- _JOB_:
Transcribe the listing verbatim. Do not carry over any pictures.
**** EXERCISE INPUT ****
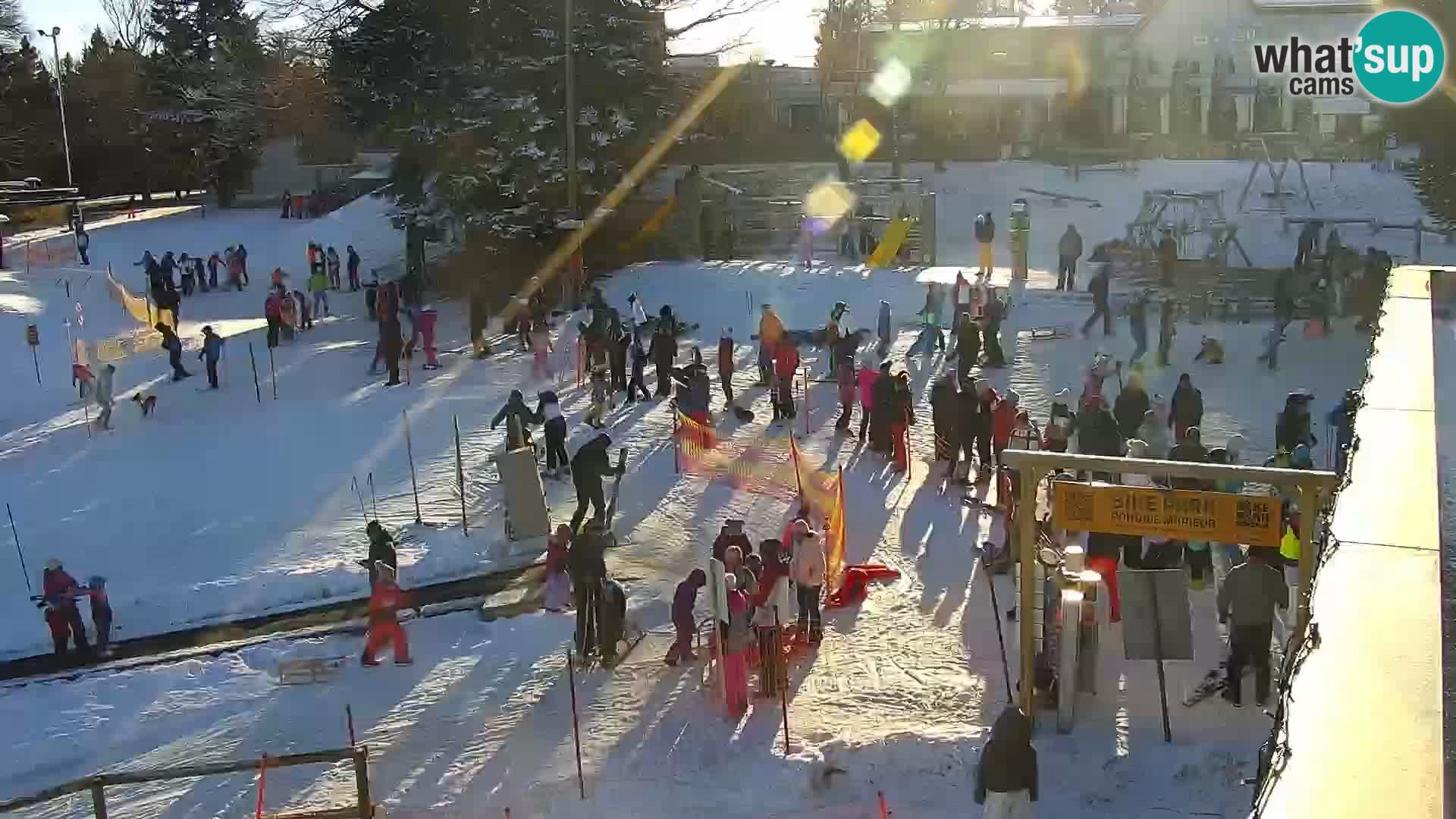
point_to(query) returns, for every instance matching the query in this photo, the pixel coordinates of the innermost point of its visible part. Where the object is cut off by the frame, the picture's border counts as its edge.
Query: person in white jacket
(807, 567)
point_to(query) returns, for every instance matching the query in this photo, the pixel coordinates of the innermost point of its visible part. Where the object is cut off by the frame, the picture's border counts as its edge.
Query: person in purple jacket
(683, 602)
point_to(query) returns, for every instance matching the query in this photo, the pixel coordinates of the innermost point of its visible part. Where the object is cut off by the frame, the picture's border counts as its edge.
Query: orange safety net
(772, 466)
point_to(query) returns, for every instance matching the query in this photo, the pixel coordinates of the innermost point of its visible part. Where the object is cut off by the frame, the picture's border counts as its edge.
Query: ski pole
(19, 551)
(356, 484)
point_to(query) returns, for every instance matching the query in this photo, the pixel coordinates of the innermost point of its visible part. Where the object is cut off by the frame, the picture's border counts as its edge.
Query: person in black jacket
(1098, 289)
(1131, 406)
(381, 550)
(1187, 407)
(516, 409)
(174, 346)
(588, 466)
(1006, 774)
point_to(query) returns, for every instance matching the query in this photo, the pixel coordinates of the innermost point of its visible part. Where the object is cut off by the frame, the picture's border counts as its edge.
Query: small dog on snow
(147, 403)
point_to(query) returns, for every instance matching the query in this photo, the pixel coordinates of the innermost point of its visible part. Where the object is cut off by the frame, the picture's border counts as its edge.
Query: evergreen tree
(475, 93)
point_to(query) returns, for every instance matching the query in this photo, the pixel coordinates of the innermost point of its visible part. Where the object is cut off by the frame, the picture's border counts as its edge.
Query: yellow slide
(890, 243)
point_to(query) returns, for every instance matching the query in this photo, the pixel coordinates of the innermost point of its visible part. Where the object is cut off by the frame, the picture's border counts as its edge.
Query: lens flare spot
(859, 142)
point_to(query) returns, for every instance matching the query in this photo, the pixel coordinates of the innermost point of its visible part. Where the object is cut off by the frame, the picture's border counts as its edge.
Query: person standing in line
(1006, 774)
(210, 353)
(683, 601)
(353, 261)
(105, 394)
(1069, 248)
(1100, 309)
(1250, 595)
(383, 618)
(808, 569)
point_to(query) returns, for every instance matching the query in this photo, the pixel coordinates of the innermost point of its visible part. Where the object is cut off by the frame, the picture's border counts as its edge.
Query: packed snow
(221, 506)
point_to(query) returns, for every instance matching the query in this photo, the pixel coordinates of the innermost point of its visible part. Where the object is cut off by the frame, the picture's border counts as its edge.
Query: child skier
(383, 621)
(601, 394)
(101, 613)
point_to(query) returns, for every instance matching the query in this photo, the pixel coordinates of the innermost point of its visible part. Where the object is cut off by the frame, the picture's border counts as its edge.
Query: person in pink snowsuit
(425, 324)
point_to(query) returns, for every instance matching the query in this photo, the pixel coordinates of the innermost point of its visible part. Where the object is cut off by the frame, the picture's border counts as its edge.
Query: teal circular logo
(1400, 57)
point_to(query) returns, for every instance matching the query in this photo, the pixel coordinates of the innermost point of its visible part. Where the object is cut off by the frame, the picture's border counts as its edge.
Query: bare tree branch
(128, 20)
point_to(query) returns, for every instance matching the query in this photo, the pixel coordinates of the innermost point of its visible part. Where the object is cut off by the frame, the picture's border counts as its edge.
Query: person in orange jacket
(1003, 420)
(383, 623)
(785, 366)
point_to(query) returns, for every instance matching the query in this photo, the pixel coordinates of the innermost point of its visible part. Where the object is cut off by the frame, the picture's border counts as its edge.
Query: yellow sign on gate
(1169, 513)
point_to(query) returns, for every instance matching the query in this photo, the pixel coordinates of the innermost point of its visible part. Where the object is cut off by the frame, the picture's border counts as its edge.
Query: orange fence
(772, 466)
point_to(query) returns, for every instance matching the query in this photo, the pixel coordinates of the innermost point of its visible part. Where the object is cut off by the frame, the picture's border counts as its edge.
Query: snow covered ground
(223, 506)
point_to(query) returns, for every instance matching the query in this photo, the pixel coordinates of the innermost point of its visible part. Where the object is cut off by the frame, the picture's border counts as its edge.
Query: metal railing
(98, 784)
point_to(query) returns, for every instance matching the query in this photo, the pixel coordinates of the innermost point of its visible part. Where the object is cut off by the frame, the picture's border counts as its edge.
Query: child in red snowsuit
(383, 624)
(425, 324)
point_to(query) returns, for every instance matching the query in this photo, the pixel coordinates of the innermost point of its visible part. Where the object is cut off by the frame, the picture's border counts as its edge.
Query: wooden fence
(98, 784)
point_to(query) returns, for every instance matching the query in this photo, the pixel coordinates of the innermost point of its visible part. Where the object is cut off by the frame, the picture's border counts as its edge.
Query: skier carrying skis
(210, 353)
(588, 466)
(383, 618)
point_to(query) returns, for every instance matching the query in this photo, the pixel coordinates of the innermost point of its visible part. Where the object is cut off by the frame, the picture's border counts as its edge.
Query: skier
(1343, 420)
(807, 569)
(104, 394)
(425, 324)
(785, 366)
(683, 601)
(1272, 340)
(381, 551)
(1130, 407)
(319, 286)
(1292, 428)
(1168, 256)
(1069, 248)
(588, 466)
(1250, 595)
(273, 311)
(946, 401)
(383, 621)
(1006, 774)
(883, 328)
(1187, 407)
(967, 349)
(210, 353)
(101, 613)
(663, 350)
(726, 366)
(984, 235)
(865, 382)
(516, 409)
(770, 330)
(58, 594)
(353, 261)
(693, 388)
(1059, 423)
(174, 346)
(1153, 433)
(1100, 308)
(1166, 330)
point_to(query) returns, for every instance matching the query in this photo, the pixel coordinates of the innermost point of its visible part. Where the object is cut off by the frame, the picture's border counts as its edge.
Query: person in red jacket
(61, 615)
(1003, 420)
(785, 365)
(383, 624)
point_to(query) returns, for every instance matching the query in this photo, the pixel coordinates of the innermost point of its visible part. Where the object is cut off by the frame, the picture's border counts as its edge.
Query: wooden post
(1027, 554)
(362, 781)
(99, 800)
(576, 727)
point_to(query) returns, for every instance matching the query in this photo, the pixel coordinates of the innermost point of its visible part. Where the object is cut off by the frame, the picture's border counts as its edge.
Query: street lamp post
(60, 93)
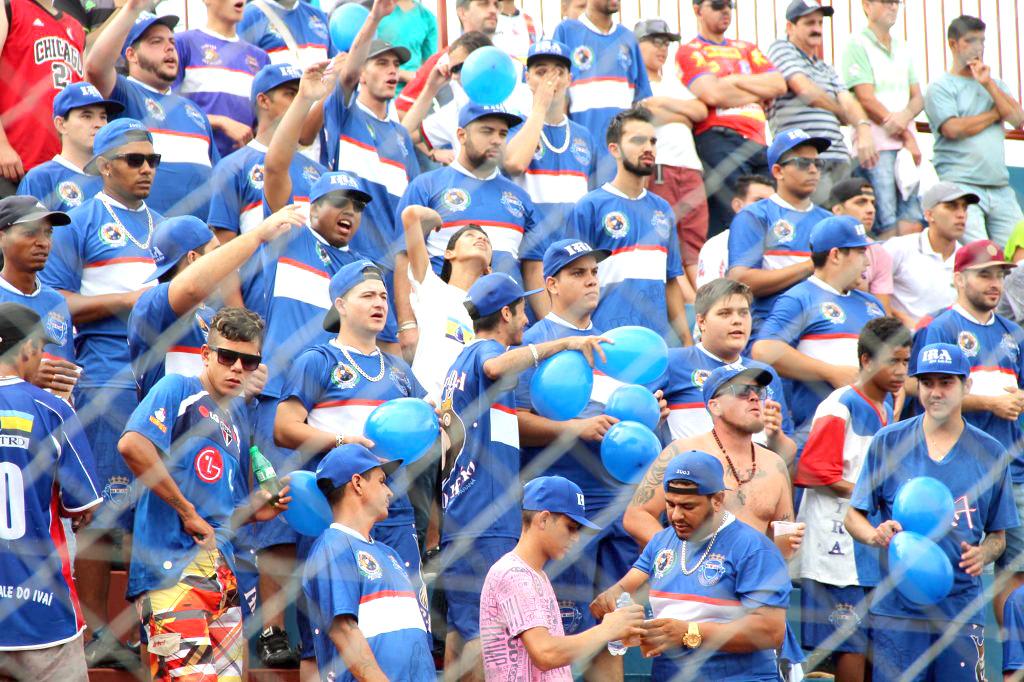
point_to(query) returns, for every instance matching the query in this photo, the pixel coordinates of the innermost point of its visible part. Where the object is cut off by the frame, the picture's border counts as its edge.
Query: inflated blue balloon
(639, 355)
(561, 386)
(634, 403)
(627, 451)
(308, 512)
(345, 24)
(488, 76)
(921, 569)
(924, 505)
(402, 429)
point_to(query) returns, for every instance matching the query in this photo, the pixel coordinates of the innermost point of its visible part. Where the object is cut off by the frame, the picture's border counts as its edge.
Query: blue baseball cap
(558, 496)
(142, 24)
(345, 279)
(493, 292)
(839, 231)
(174, 239)
(942, 358)
(563, 252)
(338, 466)
(115, 134)
(794, 137)
(81, 94)
(697, 467)
(727, 373)
(549, 48)
(347, 183)
(473, 112)
(271, 76)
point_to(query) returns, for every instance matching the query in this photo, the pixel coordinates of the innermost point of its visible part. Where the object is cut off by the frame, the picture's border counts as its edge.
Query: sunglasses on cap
(229, 357)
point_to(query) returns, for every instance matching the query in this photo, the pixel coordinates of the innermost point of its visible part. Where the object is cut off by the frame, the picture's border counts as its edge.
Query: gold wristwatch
(692, 638)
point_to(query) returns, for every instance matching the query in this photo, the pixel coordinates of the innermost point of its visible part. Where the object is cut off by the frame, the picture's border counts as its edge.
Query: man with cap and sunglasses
(330, 391)
(972, 464)
(521, 628)
(720, 603)
(181, 133)
(811, 335)
(364, 610)
(49, 470)
(61, 183)
(185, 442)
(480, 478)
(816, 99)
****
- _EXERCISE RESPONSE_:
point_to(query) returns, for every instance matching the query in this photo, the pixel coordinates of the innermost point of its visible part. Where the object is cut off by the frame, the picture's border counts as its edge.
Query: person in white jacket
(807, 567)
point_to(query) returns, for every instance matching the query in this photo, the pixel coordinates of the innermost point of its visible part. Where the object is cut off by the frame, the picture's border counts as its edge.
Query: person in purple jacket
(683, 602)
point_to(query) returns, for every instance matching the query in this photo, the pixel coordinates of the innermost point of its visible part. Where the object is cut off by the frame, the picture's border counts as its edge.
Query: orange safety net
(772, 466)
point_to(query) returns, for every instance matching the query in this photo, the pixel coordinates of the innermost point of its visible part. Where the object is cut off by the frame, the picture's border counts as its edge.
Query: ski pole
(19, 551)
(356, 484)
point_to(query) returns, for every instance matching the query in this photo, the pixel coordinates of the innermost point of its visible part. Where the object is cut off by the frame, the picture's border counts as its edge.
Query: person in black jacket
(1098, 289)
(1131, 406)
(381, 550)
(1187, 407)
(516, 409)
(174, 346)
(588, 466)
(1006, 774)
point_to(query) returns, for every instance matching the query in this photo, the pixel coordinates of the innermost point of its visible part. Where the object is cut off by the frame, the picture's border counts as its edge.
Query: small dog on snow
(147, 403)
point_to(query) returns, for every instance matching the query in this photo, the pixel coordinates of the innermost point of its visible part. Where the object is cut off by the frame, the picture's border counts as its edge.
Query: evergreen tree
(475, 93)
point_to(query) returns, for every instance matching the query in this photo, the pixel coordinates of the innermost point of its visible part. Where the object is cut off by the frame, the picture's border counts as its edge.
Query: yellow slide
(890, 243)
point_to(query) returns, for every instance matching the query in this photo, the pixel coordinates of the innermost point of its visible part. Where the object is cut off by the frame, the picture's border counts as its edge.
Query: lens flare spot
(859, 142)
point_to(query) returns, for every instance matching the query in this photo, the pixel coordinates of the innermost point of its visible part. Where the object is cut off by the frame, the picture's border counts as its edge.
Query: person standing in line
(1006, 774)
(210, 353)
(683, 601)
(353, 261)
(105, 394)
(1069, 248)
(1100, 309)
(1250, 595)
(383, 618)
(808, 569)
point_to(query) returns, for every instance matching the query in this photo, the pixel coordinates of the innermost point of its visible part. Where the object is cut off by the frame, the picture's border counts as its edge.
Query: packed snow
(221, 506)
point_to(query) returns, for every instance matching the query in this photo, the pixel coordinates of the innermost point of its visible part. Where the object is cut off by the frame, the picture's border counts as its edge.
Query: child skier
(383, 621)
(601, 394)
(101, 613)
point_to(query) returns, for every instance matching the query in this photo, the pixel coordinates of the innermost point of its visible part. Where the object is cut off by the frame, the picture's border counts as its edge.
Query: person in pink snowsuit
(425, 324)
point_to(query) returns, for every instance matching the query in this photo, the pixel coordinates of the innermost point of its visible part. Where the object is cut off by the frame, the picture's border counts as its edge.
Query: teal circular logo
(1400, 57)
point_to(query) returns, for every instance matching the query in this photo, the pixel coordinates of the innermost point of its visible part. Where the object is cut off by the frame, the picture's border counts as its edge.
Query: bare tree branch
(128, 20)
point_to(query) returns, for every instance matching the query in this photo, the pixel coordinates of the innermost point of its visible part. Where the object is cut off by the frame, the picture's border counts as its edge.
Query: person in orange jacket
(1003, 420)
(383, 623)
(785, 366)
point_to(query) returns, for every instance matching the query in this photo, the pixel coordinates of the innermost point of its visible part. Where the object is cut off by the frame, the picture's border counts as its edge.
Query: yellow sign on gate
(1169, 513)
point_to(query) returns, for every instance matching the query in this photo, the pixel coordinates of the innermost point of its visible part. Where the object is cut off by the frame, the picture's border counts as its edge.
Query: orange fence
(772, 466)
point_to(query) returns, for every instance matching the query in this photo, the pixel coordinates of the innermost point of its visible part. Where the object is cut off by the frame, the picture's border counts as its edge.
Query: snow covered ground
(223, 506)
point_to(query) returns, for every instance matching the query in this photo, the pixel coordinates of the innermost point of its visible part. Where the object is cut off by the frame, the picture's border counts as its edge.
Query: metal railing
(98, 784)
point_to(query) returns, for every instance matching the query in this photo, the pixel coordinates of the innermost point of its visible part. Where the object is cut off by the frame, the picture's border counts as its edge.
Query: child in red snowsuit
(383, 624)
(425, 324)
point_to(query) returns, for every instance matching the query in this photo, the pixel coordinates of the innermost point of its visible part. Where the object is cut off by the frame, the picture's border counts as its edge.
Query: wooden fence
(98, 784)
point_to(query) returns, for every instance matching the query in this photo, the pixel coordinates of the innermost point of its visible part. Where the object is cut off by the frame, the picture's border counts as its edge.
Query: skier carrying skis
(210, 353)
(588, 466)
(383, 618)
point_to(query) returns, for every instance matching the query in this photo, the pixel coordinates of the innermost point of its visible part. Where the object is cut off by the frame, the picture's border counts as its edge.
Query: skier
(1343, 420)
(807, 569)
(104, 394)
(425, 324)
(785, 366)
(683, 601)
(1272, 340)
(381, 551)
(1130, 407)
(319, 286)
(1292, 428)
(1168, 256)
(1069, 248)
(588, 466)
(1250, 595)
(273, 311)
(946, 401)
(383, 621)
(1006, 774)
(883, 328)
(1187, 407)
(967, 349)
(210, 353)
(101, 613)
(663, 350)
(726, 366)
(984, 235)
(865, 382)
(516, 409)
(770, 330)
(58, 594)
(353, 261)
(693, 388)
(1059, 423)
(174, 346)
(1153, 433)
(1100, 308)
(1166, 330)
point_to(query) returns, for every instance matching the query in this photo, the pixel coordinates of the innermost point of its visible part. Where the object is cut off by the frame, the picture's border counts as its edge.
Query: person in red jacket
(61, 615)
(1003, 420)
(785, 365)
(383, 624)
point_to(query) returns, for every instance matching the query in this photo, the pixel coordinates of the innermost point of its visible part. Where the object is cut off by the frame, the picture's border counts as its edge.
Query: wooden post
(1027, 554)
(362, 781)
(99, 800)
(576, 727)
point_to(query) returns, for every instance matching the query in this photo, the pixel coordinates of the innermost point of its visible part. Where the object is cut off by the frame, the picture's border counts as its edge.
Query: street lamp post
(60, 93)
point_to(query) returns, for every instance matching the query in this photo, the pixel coordinates of the innermost point of its visible part. Where the object is cut off by the frame, the picture's border counts as its edge.
Query: inflated blue balloon
(639, 355)
(561, 386)
(634, 403)
(627, 451)
(308, 512)
(345, 24)
(488, 76)
(921, 569)
(924, 505)
(402, 429)
point_to(query) returns, for every instance matching the query in this photo, the pixel coordinates of the innermost point of its visible part. Where the object is cut off by the frame, the picture's border counts as its edge.
Query: blue baseball cap
(558, 496)
(142, 24)
(345, 279)
(493, 292)
(839, 231)
(174, 239)
(942, 358)
(563, 252)
(338, 466)
(115, 134)
(794, 137)
(81, 94)
(697, 467)
(727, 373)
(549, 48)
(347, 183)
(473, 112)
(271, 76)
point_to(query) returns, for every instance matching the query in this photo, the pixel coordinates of the innermost point of its visible part. Where the object is cut off by the frame, the picture's border counts as its edge.
Query: sunglasses on cap
(229, 357)
point_to(query) returns, for every instance matching the query in this photo, the pixel coordinates of the innermost point of its visible part. Where the object is cut off by the frame, the picture's border counts as its edge.
Query: gold wristwatch
(692, 638)
point_to(query) returns, for every instance matching the query in this photo, the pixel coordinates of the innermost point of its visible part. Where the object is cut off by the frame, the picture's border counts as its edge.
Query: man with cap and sunglasses
(330, 391)
(972, 464)
(521, 628)
(720, 603)
(181, 133)
(811, 335)
(364, 610)
(49, 470)
(61, 183)
(185, 442)
(480, 478)
(816, 99)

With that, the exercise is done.